WORK TO COMPLETE: Set down each line exactly, beginning with the one that contains "Can you see the white icing" and continuing through the last line of the listing, and nothing else.

————

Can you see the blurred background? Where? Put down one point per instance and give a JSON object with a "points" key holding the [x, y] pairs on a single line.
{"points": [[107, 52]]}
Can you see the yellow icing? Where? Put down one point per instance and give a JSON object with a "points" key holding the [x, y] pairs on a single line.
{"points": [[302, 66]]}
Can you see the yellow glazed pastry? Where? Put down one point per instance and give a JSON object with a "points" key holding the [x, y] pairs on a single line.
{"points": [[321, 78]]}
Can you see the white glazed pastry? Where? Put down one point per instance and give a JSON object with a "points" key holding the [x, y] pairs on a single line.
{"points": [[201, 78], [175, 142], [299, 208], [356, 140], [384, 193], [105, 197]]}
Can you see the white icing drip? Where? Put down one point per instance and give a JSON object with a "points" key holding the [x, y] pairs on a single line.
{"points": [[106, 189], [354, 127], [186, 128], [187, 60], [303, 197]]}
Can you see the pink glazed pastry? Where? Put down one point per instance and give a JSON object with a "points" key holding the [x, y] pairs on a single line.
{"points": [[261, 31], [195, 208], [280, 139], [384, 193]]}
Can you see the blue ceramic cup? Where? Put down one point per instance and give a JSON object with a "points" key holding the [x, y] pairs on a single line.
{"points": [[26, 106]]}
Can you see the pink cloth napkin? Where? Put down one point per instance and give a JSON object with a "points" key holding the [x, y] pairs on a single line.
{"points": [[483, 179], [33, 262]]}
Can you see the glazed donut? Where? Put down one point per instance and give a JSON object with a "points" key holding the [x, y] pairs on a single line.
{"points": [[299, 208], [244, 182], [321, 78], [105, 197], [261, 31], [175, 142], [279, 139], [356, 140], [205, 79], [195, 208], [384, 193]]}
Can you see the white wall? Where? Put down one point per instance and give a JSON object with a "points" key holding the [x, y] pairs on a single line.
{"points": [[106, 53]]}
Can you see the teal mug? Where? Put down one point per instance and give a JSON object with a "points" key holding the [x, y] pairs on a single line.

————

WRITTEN SOLUTION:
Can you see the white icing drip? Where? Put down one point per instance and give a JSON object with a "points" key holding the [x, y] pairs on a single line.
{"points": [[106, 189], [354, 127], [186, 128], [187, 60], [303, 197]]}
Can you see the pink glazed pastry? Where? Put down one point per instance and give a JSON object with a "points" key holding the [x, y] pairs on a single line.
{"points": [[261, 31], [195, 208], [280, 139], [384, 193]]}
Can you see the blue ceramic cup? Where? Put down one point per instance and give a JSON object with a "points" key holding the [x, y] pairs on a single line.
{"points": [[26, 106]]}
Can you see the pink cloth napkin? Where? Put down one point per instance and give a JSON object with a "points" key holding the [x, y] pairs on a single line.
{"points": [[483, 179], [33, 262]]}
Can you see the glazed donut? Where? Put down one point per instance and give a JSON object with a "points" key holding the [x, y] pairs on a single line.
{"points": [[299, 208], [244, 182], [321, 78], [105, 197], [261, 31], [175, 142], [279, 139], [356, 140], [205, 79], [195, 208], [384, 193]]}
Can you see the white wall? Where? Put down one point per instance and give a JSON object with a "points" key holding the [x, y] pairs on a single line.
{"points": [[106, 53]]}
Can you see the teal mug? Where? Put down one point per instance and give a JSON object with a "points" key holding the [x, y] pairs on a single line.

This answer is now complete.